### Task item
Count the lines in the entries below that mention the string "flagstone", then write that number by itself.

### Input material
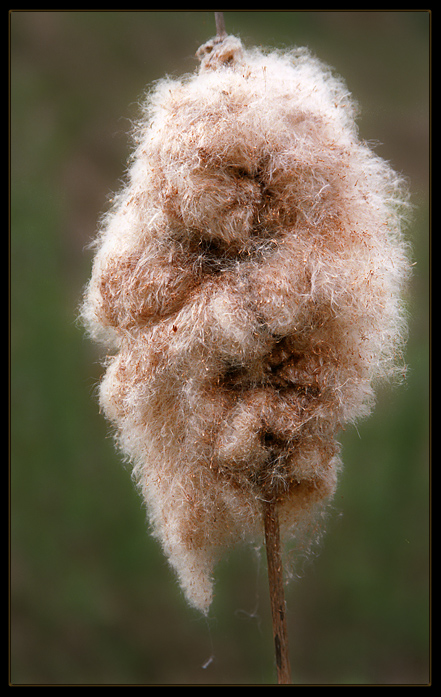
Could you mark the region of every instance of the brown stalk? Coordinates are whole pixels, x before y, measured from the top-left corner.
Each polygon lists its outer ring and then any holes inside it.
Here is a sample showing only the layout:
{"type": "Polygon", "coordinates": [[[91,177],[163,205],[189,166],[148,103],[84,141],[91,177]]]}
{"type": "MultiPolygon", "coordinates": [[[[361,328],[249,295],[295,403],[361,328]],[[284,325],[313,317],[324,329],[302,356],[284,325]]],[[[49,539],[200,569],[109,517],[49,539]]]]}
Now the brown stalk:
{"type": "MultiPolygon", "coordinates": [[[[224,14],[215,12],[214,16],[217,39],[222,41],[227,36],[224,14]]],[[[264,501],[264,525],[277,681],[279,685],[291,685],[279,516],[273,501],[264,501]]]]}
{"type": "Polygon", "coordinates": [[[279,517],[273,501],[264,502],[264,524],[277,680],[279,685],[291,685],[279,517]]]}
{"type": "Polygon", "coordinates": [[[219,39],[224,39],[227,35],[227,32],[225,31],[224,13],[215,12],[214,18],[216,22],[216,35],[219,39]]]}

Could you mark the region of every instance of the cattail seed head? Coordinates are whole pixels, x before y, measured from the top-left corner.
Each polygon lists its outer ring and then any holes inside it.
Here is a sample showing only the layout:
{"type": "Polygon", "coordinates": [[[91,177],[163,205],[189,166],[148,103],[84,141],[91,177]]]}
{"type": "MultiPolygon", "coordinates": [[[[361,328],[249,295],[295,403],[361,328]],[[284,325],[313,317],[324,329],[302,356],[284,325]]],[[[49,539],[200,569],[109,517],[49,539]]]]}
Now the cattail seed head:
{"type": "Polygon", "coordinates": [[[96,240],[82,315],[113,349],[100,403],[154,534],[207,611],[219,555],[335,490],[337,433],[400,369],[400,177],[304,49],[228,36],[158,82],[96,240]]]}

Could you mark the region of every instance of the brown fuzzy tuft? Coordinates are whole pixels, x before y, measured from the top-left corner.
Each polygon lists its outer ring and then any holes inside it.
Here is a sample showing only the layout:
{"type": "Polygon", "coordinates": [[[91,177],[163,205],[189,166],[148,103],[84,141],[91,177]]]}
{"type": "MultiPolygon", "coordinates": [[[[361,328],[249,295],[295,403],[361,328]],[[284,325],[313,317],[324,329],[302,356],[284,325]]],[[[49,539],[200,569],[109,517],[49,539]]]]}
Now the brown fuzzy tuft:
{"type": "Polygon", "coordinates": [[[83,317],[115,349],[100,402],[154,533],[207,611],[213,565],[329,500],[336,434],[405,340],[406,195],[305,50],[208,42],[150,93],[83,317]]]}

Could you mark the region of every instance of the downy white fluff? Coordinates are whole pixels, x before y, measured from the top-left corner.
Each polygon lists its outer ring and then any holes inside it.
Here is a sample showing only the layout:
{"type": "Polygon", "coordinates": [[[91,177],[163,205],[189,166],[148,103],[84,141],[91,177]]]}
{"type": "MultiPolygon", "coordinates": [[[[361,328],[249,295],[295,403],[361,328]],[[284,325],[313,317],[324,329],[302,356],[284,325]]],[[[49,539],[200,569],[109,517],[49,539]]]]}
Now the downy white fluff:
{"type": "Polygon", "coordinates": [[[156,83],[82,308],[100,404],[189,601],[228,546],[332,497],[336,434],[402,369],[403,183],[304,49],[232,36],[156,83]]]}

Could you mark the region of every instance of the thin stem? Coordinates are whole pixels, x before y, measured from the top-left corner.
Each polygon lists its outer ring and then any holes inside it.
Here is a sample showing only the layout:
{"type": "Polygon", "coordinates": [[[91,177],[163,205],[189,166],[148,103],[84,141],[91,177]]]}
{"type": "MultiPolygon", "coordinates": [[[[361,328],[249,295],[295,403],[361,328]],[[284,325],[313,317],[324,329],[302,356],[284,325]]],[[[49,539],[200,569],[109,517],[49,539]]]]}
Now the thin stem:
{"type": "Polygon", "coordinates": [[[223,12],[215,12],[214,19],[216,20],[216,35],[219,39],[224,39],[227,35],[225,30],[225,21],[223,12]]]}
{"type": "Polygon", "coordinates": [[[279,685],[291,685],[279,518],[273,502],[264,504],[264,523],[277,678],[279,685]]]}

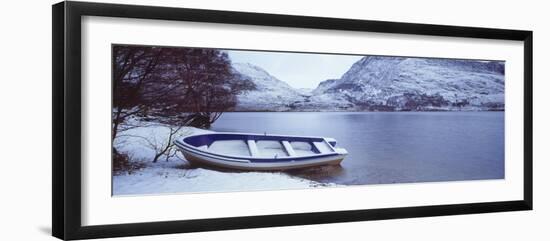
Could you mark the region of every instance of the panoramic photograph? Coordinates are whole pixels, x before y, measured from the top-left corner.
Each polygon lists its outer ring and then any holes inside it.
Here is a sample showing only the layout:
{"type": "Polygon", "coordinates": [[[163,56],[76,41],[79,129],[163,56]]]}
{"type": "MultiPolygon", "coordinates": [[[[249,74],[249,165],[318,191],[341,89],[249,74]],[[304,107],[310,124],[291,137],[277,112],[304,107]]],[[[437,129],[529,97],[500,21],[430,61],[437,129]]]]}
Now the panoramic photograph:
{"type": "Polygon", "coordinates": [[[504,179],[505,62],[112,45],[112,195],[504,179]]]}

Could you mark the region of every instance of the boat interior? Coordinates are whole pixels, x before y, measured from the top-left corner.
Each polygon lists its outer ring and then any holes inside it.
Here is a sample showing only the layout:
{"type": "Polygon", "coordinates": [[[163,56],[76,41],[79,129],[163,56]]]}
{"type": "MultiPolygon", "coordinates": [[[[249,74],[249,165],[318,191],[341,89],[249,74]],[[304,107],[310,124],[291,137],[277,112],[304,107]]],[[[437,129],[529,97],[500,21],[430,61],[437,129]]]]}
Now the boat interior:
{"type": "Polygon", "coordinates": [[[261,135],[202,135],[184,138],[197,149],[216,154],[244,157],[278,158],[334,153],[323,138],[261,135]]]}

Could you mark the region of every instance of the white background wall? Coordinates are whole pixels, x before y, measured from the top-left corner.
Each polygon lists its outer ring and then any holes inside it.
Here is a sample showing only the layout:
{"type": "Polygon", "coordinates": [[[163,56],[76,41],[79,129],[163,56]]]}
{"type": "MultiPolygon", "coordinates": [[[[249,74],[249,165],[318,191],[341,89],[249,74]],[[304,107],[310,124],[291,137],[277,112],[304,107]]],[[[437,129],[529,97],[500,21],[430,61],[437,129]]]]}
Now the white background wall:
{"type": "MultiPolygon", "coordinates": [[[[549,240],[550,17],[545,1],[109,1],[533,30],[535,210],[264,228],[117,240],[549,240]],[[546,22],[545,22],[546,21],[546,22]]],[[[0,240],[54,240],[51,231],[51,9],[9,1],[0,10],[0,240]],[[31,146],[32,144],[32,146],[31,146]]],[[[334,201],[338,201],[335,198],[334,201]]]]}

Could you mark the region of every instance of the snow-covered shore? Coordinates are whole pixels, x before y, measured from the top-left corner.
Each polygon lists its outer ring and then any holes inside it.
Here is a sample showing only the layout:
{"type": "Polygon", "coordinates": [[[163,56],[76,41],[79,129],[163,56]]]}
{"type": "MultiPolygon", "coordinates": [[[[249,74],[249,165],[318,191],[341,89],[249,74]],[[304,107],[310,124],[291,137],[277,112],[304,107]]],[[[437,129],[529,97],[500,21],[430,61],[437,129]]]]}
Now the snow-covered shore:
{"type": "MultiPolygon", "coordinates": [[[[185,127],[178,133],[185,136],[206,133],[185,127]]],[[[151,143],[165,144],[170,133],[167,126],[147,125],[128,130],[114,143],[117,150],[130,156],[134,164],[142,166],[131,172],[113,175],[113,195],[140,195],[166,193],[231,192],[277,189],[297,189],[330,184],[318,183],[281,172],[222,172],[205,168],[191,168],[184,157],[160,158],[152,162],[155,151],[151,143]]]]}
{"type": "Polygon", "coordinates": [[[189,169],[183,161],[157,162],[132,174],[113,176],[113,195],[295,189],[319,183],[284,173],[189,169]]]}

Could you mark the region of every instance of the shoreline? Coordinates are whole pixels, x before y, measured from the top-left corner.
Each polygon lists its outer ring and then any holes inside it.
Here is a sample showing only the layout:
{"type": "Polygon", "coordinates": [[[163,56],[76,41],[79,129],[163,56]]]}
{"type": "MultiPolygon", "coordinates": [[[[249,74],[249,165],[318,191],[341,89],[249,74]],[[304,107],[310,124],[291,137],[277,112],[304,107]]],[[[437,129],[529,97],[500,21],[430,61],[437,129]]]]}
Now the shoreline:
{"type": "MultiPolygon", "coordinates": [[[[193,167],[183,156],[172,157],[169,161],[151,161],[153,150],[140,142],[142,136],[159,139],[168,127],[147,126],[130,130],[127,136],[117,141],[120,151],[132,156],[131,162],[142,164],[141,168],[122,173],[112,173],[112,195],[155,195],[191,194],[208,192],[266,191],[285,189],[306,189],[337,186],[332,183],[317,182],[285,172],[231,172],[193,167]],[[132,143],[123,145],[122,143],[132,143]]],[[[195,127],[185,127],[184,135],[211,133],[215,131],[195,127]]]]}

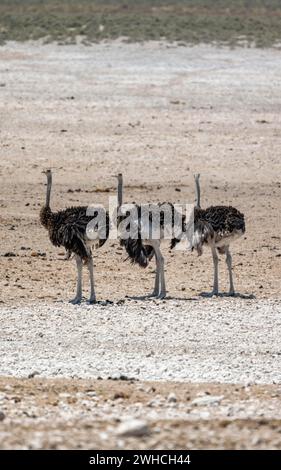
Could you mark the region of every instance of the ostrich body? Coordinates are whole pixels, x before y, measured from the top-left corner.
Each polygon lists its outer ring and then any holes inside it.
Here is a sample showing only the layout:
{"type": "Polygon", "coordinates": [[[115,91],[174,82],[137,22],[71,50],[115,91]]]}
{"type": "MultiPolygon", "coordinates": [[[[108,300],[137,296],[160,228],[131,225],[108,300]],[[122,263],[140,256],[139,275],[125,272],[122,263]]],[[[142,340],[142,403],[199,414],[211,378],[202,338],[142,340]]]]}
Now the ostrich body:
{"type": "MultiPolygon", "coordinates": [[[[161,204],[142,204],[136,205],[135,218],[130,220],[130,232],[134,234],[133,237],[124,238],[122,236],[121,223],[126,219],[128,211],[123,213],[123,176],[118,174],[118,215],[117,215],[117,227],[119,229],[120,245],[123,246],[128,254],[129,259],[132,263],[136,263],[139,266],[146,268],[149,262],[155,256],[156,271],[153,292],[148,297],[157,297],[163,299],[166,297],[166,283],[165,283],[165,272],[164,272],[164,257],[161,253],[160,244],[161,240],[165,238],[164,233],[164,213],[160,210],[161,204]],[[142,218],[143,213],[147,213],[148,217],[145,221],[142,218]],[[153,231],[153,216],[159,215],[159,232],[155,236],[153,231]]],[[[180,232],[185,230],[185,216],[179,214],[174,208],[173,204],[167,203],[171,209],[172,214],[172,233],[171,233],[171,248],[173,248],[179,241],[180,237],[174,236],[174,229],[176,228],[180,232]]],[[[163,205],[162,205],[163,206],[163,205]]]]}
{"type": "Polygon", "coordinates": [[[226,264],[229,274],[229,295],[235,295],[232,257],[230,244],[245,233],[244,214],[232,206],[210,206],[207,209],[200,207],[200,175],[195,175],[196,206],[194,208],[194,232],[191,248],[196,249],[198,256],[203,253],[203,246],[211,248],[214,264],[214,283],[210,294],[219,293],[218,254],[226,255],[226,264]]]}
{"type": "Polygon", "coordinates": [[[73,254],[76,259],[77,266],[77,288],[76,296],[71,303],[78,304],[82,300],[82,267],[87,265],[90,275],[90,298],[89,303],[96,302],[92,248],[101,247],[107,240],[109,234],[109,216],[108,213],[101,208],[91,208],[91,215],[88,206],[69,207],[59,212],[52,212],[50,208],[52,173],[51,170],[43,171],[47,175],[47,193],[46,203],[40,211],[40,222],[48,230],[49,238],[54,246],[64,246],[67,251],[66,259],[73,254]],[[101,214],[101,211],[103,213],[101,214]],[[106,226],[94,225],[95,239],[89,237],[89,224],[94,217],[101,214],[106,226]],[[88,230],[87,230],[88,227],[88,230]],[[87,234],[88,232],[88,234],[87,234]]]}

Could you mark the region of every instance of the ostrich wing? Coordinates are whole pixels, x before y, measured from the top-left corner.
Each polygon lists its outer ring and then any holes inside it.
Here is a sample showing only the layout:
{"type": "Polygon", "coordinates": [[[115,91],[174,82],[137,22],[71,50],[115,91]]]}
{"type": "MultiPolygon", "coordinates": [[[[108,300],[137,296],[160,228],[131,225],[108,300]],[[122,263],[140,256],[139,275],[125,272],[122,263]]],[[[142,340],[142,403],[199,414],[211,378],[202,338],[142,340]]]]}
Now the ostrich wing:
{"type": "MultiPolygon", "coordinates": [[[[87,226],[93,220],[97,213],[87,215],[87,207],[71,207],[65,211],[57,212],[53,215],[52,229],[50,238],[54,245],[64,246],[68,251],[80,256],[82,259],[89,259],[91,256],[90,248],[87,246],[89,237],[87,236],[87,226]]],[[[97,238],[99,245],[103,245],[108,236],[109,225],[108,215],[106,214],[106,237],[99,239],[99,231],[102,227],[98,227],[97,238]]],[[[95,227],[95,225],[94,225],[95,227]]],[[[104,227],[103,227],[104,228],[104,227]]]]}

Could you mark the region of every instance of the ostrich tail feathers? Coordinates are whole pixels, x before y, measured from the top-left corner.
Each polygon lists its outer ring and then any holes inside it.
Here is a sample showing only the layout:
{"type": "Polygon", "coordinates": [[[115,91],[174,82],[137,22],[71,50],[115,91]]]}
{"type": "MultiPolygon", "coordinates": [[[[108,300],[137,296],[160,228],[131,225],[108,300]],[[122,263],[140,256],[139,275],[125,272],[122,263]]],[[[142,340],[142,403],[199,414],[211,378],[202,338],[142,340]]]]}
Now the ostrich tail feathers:
{"type": "Polygon", "coordinates": [[[208,222],[205,221],[198,221],[194,225],[194,233],[192,236],[192,250],[195,249],[197,251],[198,256],[201,256],[203,253],[203,245],[204,243],[208,243],[208,241],[214,236],[214,231],[208,222]]]}
{"type": "Polygon", "coordinates": [[[128,238],[121,240],[121,246],[124,246],[128,254],[128,258],[133,264],[138,264],[142,268],[146,268],[154,255],[154,249],[152,246],[145,246],[142,243],[141,238],[133,239],[128,238]]]}
{"type": "Polygon", "coordinates": [[[170,243],[170,249],[172,250],[181,241],[180,238],[172,238],[170,243]]]}

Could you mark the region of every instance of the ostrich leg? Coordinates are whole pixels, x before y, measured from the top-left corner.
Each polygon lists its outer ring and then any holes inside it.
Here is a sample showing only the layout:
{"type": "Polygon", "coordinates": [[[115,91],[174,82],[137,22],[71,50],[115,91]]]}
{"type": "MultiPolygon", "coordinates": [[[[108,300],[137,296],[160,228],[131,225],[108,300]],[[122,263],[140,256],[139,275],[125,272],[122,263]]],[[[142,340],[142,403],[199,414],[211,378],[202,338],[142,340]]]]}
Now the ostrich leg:
{"type": "Polygon", "coordinates": [[[89,261],[88,261],[88,270],[89,270],[89,274],[90,274],[90,287],[91,287],[89,303],[90,304],[95,304],[96,303],[96,294],[95,294],[95,284],[94,284],[94,263],[93,263],[93,258],[90,258],[89,261]]]}
{"type": "Polygon", "coordinates": [[[233,283],[233,276],[232,276],[232,256],[229,251],[229,246],[226,247],[225,249],[226,253],[226,264],[228,268],[228,274],[229,274],[229,295],[234,295],[235,290],[234,290],[234,283],[233,283]]]}
{"type": "MultiPolygon", "coordinates": [[[[161,251],[160,251],[160,242],[159,240],[153,240],[150,243],[150,246],[153,247],[155,253],[155,262],[156,262],[156,269],[155,269],[155,280],[154,280],[154,289],[153,292],[148,297],[160,297],[160,281],[161,281],[161,251]]],[[[162,282],[162,281],[161,281],[162,282]]],[[[164,287],[165,287],[165,280],[164,280],[164,287]]],[[[165,291],[166,294],[166,291],[165,291]]]]}
{"type": "Polygon", "coordinates": [[[76,296],[70,302],[72,304],[80,304],[82,300],[82,259],[80,256],[75,256],[76,266],[77,266],[77,287],[76,287],[76,296]]]}
{"type": "Polygon", "coordinates": [[[154,289],[149,297],[157,297],[159,295],[159,290],[160,290],[159,289],[160,288],[160,285],[159,285],[160,274],[159,274],[159,266],[158,266],[156,254],[155,254],[155,262],[156,262],[156,267],[155,267],[154,289]]]}
{"type": "Polygon", "coordinates": [[[219,293],[219,273],[218,273],[219,258],[218,258],[215,245],[212,245],[212,255],[213,255],[213,263],[214,263],[214,285],[213,285],[213,290],[211,292],[211,295],[218,295],[219,293]]]}
{"type": "MultiPolygon", "coordinates": [[[[166,283],[165,283],[165,272],[164,272],[164,258],[160,251],[160,243],[155,246],[155,257],[156,257],[156,276],[158,273],[158,289],[159,293],[157,297],[159,299],[164,299],[166,297],[166,283]],[[160,280],[160,285],[159,285],[160,280]],[[161,288],[160,288],[161,286],[161,288]]],[[[156,284],[156,277],[155,277],[155,284],[156,284]]]]}
{"type": "Polygon", "coordinates": [[[160,281],[161,281],[161,290],[159,294],[159,299],[164,299],[166,297],[166,282],[165,282],[165,272],[164,272],[164,258],[162,253],[160,254],[160,281]]]}

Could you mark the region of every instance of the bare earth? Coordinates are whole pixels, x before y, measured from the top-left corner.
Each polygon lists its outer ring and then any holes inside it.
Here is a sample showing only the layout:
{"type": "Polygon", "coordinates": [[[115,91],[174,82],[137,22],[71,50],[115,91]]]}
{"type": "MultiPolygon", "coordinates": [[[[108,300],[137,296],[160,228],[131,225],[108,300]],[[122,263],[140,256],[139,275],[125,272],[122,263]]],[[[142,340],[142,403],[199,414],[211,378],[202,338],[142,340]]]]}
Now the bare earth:
{"type": "MultiPolygon", "coordinates": [[[[0,48],[1,448],[281,447],[280,76],[276,50],[0,48]],[[204,207],[245,213],[240,297],[201,298],[210,253],[167,244],[168,299],[130,300],[152,290],[154,265],[110,240],[95,253],[101,303],[70,306],[74,264],[38,223],[47,167],[54,210],[108,206],[118,171],[128,202],[192,203],[200,172],[204,207]],[[134,381],[108,379],[122,374],[134,381]],[[192,404],[202,396],[223,398],[192,404]],[[129,417],[147,435],[120,437],[129,417]]],[[[223,258],[220,271],[226,292],[223,258]]]]}
{"type": "Polygon", "coordinates": [[[1,448],[280,449],[280,392],[276,385],[3,378],[1,448]],[[123,436],[120,422],[132,416],[146,429],[123,436]]]}

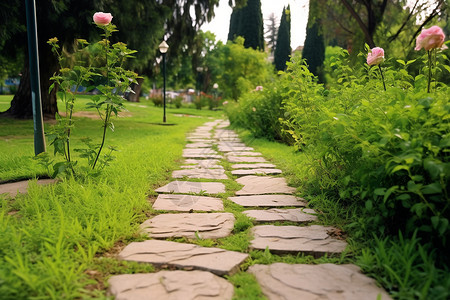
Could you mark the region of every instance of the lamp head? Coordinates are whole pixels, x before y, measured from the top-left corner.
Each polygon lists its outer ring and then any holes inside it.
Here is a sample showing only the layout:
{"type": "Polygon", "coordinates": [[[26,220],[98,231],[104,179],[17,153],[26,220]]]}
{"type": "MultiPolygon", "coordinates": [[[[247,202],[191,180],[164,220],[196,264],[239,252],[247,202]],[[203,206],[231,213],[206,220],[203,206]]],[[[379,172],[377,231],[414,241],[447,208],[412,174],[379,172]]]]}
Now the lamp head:
{"type": "Polygon", "coordinates": [[[159,51],[164,54],[169,50],[169,45],[167,45],[166,41],[162,41],[161,44],[159,44],[159,51]]]}

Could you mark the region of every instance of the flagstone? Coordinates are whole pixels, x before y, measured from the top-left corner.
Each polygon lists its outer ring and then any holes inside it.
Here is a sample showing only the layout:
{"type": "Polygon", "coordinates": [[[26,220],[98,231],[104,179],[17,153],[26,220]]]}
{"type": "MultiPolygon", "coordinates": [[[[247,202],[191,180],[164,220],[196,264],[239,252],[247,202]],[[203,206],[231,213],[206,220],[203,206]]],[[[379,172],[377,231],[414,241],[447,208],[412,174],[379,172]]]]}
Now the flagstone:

### Written response
2